PAGE EXTRACT:
◇ ◇ ◇ ◇ ◇
This is the first known case of animal-to-human transmission of the SFTS virus. It kills in 20% of cases, and no treatment exists.
Chain transmission. Japanese health authorities have confirmed a probable case of infection with severe fever syndrome with thrombocytopenia (SFTS). A woman in her fifties died in 2016 as a result of this infection. She was allegedly infected by the bite of a cat, itself infected with a tick.
This virus, which appeared in the 2000s in China, is a cousin of the one causing Rift Valley fever. It is usually transmitted directly by ticks to animals. Man is sometimes affected.
But above all, until now, no indirect contamination had been observed. This time the woman had taken in a stray cat. The animal being sick, she had decided to take it to the vet. But she had been bitten. She died ten days later.
Vigilance
“It is not yet confirmed that the virus comes from cats, but it is possible that this is the first global case” not directly involving a tick, explained a spokesperson for the Japanese Ministry of Health. No trace of a bite was indeed found on the woman.
◇ ◇ ◇ ◇ ◇
[Dataset records]

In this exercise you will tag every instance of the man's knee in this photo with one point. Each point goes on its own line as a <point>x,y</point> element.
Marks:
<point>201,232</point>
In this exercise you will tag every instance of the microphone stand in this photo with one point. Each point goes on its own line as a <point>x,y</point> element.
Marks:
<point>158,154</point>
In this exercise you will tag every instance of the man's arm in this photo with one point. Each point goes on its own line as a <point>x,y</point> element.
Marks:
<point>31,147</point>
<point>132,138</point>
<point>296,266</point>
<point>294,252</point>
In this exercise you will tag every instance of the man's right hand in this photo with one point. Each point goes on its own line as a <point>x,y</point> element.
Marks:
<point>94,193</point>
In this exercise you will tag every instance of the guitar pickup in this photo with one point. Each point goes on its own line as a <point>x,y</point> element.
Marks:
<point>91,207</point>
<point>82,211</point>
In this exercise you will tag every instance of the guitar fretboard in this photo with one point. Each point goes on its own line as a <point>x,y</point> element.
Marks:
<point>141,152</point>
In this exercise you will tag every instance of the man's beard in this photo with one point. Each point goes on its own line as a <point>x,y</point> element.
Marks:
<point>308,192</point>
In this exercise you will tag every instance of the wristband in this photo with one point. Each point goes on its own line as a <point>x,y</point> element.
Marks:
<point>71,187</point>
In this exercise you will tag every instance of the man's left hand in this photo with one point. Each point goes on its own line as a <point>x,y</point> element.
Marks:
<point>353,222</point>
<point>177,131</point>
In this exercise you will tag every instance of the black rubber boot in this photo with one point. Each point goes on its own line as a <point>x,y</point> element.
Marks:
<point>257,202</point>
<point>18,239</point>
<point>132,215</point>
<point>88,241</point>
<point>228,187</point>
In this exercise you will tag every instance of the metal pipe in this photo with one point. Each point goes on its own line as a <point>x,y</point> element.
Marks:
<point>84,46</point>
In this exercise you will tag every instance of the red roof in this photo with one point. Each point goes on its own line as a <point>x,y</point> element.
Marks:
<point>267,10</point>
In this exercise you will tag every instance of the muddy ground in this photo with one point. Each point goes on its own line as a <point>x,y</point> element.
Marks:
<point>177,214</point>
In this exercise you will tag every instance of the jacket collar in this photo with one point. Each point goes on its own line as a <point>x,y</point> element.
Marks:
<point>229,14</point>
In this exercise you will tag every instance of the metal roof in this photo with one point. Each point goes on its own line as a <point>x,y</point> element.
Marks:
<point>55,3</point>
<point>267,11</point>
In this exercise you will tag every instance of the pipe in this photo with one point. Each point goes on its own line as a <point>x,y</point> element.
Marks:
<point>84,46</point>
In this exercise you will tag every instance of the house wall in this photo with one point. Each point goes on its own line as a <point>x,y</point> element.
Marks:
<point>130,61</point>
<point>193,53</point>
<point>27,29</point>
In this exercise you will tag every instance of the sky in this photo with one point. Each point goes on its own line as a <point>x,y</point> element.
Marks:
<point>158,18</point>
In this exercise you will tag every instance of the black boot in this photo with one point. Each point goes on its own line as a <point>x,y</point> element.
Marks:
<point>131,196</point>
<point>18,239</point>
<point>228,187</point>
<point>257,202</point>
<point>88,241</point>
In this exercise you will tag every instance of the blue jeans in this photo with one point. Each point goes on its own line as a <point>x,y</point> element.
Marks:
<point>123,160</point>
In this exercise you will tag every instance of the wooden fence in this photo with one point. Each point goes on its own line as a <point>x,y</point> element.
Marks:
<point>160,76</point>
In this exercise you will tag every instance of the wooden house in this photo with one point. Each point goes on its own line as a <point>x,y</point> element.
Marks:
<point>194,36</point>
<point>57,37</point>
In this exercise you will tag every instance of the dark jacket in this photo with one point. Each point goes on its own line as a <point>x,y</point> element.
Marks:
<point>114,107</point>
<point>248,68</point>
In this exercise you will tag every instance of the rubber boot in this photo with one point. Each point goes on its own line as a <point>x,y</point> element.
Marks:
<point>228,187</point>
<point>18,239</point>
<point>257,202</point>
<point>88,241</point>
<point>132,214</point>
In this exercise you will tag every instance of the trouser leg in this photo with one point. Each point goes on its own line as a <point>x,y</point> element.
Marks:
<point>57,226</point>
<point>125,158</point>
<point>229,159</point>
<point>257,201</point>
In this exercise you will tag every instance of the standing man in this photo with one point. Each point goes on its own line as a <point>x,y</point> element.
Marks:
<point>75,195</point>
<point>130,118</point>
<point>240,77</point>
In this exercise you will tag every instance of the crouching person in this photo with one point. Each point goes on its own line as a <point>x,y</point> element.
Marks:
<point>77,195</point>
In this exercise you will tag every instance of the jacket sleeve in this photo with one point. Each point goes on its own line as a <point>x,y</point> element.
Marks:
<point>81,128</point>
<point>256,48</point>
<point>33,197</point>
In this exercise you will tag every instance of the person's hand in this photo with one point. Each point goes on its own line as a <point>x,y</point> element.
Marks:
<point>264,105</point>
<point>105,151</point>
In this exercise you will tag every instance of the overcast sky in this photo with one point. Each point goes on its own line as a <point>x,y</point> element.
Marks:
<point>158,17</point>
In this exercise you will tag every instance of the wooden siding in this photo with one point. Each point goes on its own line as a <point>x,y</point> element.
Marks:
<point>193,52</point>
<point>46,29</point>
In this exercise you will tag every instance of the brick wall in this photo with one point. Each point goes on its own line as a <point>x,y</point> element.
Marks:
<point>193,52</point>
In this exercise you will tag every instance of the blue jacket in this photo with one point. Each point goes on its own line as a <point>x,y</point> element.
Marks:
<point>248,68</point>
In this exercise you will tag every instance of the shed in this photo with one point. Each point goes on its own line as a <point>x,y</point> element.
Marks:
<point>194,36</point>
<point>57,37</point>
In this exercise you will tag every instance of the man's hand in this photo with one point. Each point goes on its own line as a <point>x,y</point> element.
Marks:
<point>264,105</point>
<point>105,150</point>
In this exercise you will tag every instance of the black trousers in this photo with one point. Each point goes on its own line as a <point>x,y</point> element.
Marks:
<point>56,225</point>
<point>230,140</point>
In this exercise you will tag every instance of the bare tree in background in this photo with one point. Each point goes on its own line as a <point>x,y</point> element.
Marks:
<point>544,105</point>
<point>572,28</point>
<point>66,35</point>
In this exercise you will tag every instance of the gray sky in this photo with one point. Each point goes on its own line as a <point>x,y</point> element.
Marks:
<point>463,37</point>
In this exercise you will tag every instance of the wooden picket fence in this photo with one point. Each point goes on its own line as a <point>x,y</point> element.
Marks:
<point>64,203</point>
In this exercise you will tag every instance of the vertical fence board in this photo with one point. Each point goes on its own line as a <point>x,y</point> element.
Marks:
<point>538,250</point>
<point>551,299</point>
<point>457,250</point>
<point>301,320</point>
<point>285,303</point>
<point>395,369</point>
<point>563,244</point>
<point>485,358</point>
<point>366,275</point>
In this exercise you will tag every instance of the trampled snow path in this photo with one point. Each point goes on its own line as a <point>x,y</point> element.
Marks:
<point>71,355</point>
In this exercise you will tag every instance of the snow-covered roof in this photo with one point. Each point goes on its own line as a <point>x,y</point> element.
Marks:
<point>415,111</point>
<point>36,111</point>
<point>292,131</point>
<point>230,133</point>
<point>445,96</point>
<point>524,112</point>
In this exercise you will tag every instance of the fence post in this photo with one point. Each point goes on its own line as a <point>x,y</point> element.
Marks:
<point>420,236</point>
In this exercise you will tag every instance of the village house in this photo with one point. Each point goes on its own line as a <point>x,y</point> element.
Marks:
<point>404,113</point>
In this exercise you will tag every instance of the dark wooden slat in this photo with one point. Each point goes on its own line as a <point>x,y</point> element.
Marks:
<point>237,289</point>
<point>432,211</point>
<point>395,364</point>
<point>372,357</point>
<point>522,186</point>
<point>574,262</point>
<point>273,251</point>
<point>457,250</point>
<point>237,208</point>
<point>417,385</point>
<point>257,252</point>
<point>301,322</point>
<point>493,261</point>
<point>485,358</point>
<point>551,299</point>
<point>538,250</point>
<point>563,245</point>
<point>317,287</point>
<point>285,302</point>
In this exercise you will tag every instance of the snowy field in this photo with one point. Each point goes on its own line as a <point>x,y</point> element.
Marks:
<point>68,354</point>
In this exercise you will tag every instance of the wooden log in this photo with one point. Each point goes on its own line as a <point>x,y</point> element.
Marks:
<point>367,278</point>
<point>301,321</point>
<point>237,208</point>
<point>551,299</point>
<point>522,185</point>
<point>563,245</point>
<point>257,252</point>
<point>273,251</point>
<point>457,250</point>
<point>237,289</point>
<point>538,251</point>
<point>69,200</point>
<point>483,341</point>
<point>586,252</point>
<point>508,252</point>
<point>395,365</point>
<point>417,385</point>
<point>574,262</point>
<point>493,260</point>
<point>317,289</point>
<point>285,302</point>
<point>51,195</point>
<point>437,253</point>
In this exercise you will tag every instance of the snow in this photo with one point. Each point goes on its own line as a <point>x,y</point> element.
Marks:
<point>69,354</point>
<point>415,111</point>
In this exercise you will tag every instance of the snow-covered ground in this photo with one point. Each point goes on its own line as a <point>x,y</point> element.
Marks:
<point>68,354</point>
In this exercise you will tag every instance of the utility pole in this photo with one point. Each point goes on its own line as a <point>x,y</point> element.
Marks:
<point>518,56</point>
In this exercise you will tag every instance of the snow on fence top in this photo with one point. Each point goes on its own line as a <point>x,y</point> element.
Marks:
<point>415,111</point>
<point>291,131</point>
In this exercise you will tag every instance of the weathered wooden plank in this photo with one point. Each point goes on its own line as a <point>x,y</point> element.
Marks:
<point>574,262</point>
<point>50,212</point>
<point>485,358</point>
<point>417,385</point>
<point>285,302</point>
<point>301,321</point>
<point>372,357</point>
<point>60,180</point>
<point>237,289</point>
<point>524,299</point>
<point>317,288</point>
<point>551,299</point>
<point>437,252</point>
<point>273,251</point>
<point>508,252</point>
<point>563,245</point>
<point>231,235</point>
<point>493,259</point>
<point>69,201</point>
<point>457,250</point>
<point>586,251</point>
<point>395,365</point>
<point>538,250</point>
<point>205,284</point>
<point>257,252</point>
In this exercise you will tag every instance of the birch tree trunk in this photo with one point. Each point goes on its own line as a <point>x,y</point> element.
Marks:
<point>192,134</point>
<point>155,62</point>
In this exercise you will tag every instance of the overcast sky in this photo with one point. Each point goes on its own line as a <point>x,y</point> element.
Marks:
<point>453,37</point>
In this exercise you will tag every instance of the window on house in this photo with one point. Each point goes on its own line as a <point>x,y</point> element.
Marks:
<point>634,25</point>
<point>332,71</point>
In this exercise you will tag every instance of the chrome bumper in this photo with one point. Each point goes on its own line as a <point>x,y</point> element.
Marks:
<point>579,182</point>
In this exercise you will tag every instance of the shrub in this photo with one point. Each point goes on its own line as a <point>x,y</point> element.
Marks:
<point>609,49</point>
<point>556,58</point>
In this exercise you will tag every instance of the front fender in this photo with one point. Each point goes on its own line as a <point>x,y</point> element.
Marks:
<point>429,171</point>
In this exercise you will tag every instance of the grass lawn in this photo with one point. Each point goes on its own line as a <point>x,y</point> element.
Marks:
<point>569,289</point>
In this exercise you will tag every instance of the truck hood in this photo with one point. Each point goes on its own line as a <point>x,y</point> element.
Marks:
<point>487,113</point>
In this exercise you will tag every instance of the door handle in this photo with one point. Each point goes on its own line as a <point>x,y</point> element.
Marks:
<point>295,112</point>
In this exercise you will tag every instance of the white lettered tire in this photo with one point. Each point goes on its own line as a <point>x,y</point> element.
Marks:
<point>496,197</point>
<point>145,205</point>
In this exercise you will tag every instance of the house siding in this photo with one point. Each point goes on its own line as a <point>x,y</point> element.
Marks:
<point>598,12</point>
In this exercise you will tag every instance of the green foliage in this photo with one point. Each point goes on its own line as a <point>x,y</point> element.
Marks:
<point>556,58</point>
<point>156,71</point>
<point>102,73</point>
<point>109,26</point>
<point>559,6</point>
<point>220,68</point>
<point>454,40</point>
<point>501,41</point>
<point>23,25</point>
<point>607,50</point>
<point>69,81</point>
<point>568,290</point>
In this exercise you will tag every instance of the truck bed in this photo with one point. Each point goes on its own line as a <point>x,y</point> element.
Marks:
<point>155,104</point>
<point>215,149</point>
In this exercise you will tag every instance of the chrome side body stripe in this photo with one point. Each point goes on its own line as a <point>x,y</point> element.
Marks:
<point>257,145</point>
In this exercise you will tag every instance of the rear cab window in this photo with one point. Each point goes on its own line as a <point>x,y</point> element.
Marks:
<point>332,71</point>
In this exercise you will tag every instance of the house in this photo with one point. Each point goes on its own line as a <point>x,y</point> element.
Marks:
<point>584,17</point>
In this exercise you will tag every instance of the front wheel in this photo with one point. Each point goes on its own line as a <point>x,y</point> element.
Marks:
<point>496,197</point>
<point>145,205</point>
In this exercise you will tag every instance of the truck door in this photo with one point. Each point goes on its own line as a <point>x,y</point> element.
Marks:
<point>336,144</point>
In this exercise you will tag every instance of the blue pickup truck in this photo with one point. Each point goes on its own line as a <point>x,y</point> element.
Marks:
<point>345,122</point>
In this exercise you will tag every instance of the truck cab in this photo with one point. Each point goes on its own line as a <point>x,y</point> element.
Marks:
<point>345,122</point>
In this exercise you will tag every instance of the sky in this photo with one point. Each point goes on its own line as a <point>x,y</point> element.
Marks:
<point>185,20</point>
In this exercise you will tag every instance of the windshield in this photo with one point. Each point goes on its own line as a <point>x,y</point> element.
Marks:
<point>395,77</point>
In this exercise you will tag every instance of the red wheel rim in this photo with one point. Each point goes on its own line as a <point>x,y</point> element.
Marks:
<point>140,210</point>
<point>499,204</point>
◇ ◇ ◇ ◇ ◇
STUDY QUESTIONS:
[1] Answer the following questions using the article on the SFTS virus.
(a) In what percentage of cases does the SFTS virus kill?
(b) When and in which country did the virus appear?
(c) How long after being bitten did the woman die?
[2] Copy the passage of the article on the SFTS virus starting at "This virus, which" and ending at "on the woman.".

ANSWERS TO THE EXERCISE:
[1]
(a) 20%
(b) In the 2000s, in China
(c) Ten days later

[2]
This virus, which appeared in the 2000s in China, is a cousin of the one causing Rift Valley fever. It is usually transmitted directly by ticks to animals. Man is sometimes affected.
But above all, until now, no indirect contamination had been observed. This time the woman had taken in a stray cat. The animal being sick, she had decided to take it to the vet. But she had been bitten. She died ten days later.
Vigilance
“It is not yet confirmed that the virus comes from cats, but it is possible that this is the first global case” not directly involving a tick, explained a spokesperson for the Japanese Ministry of Health. No trace of a bite was indeed found on the woman.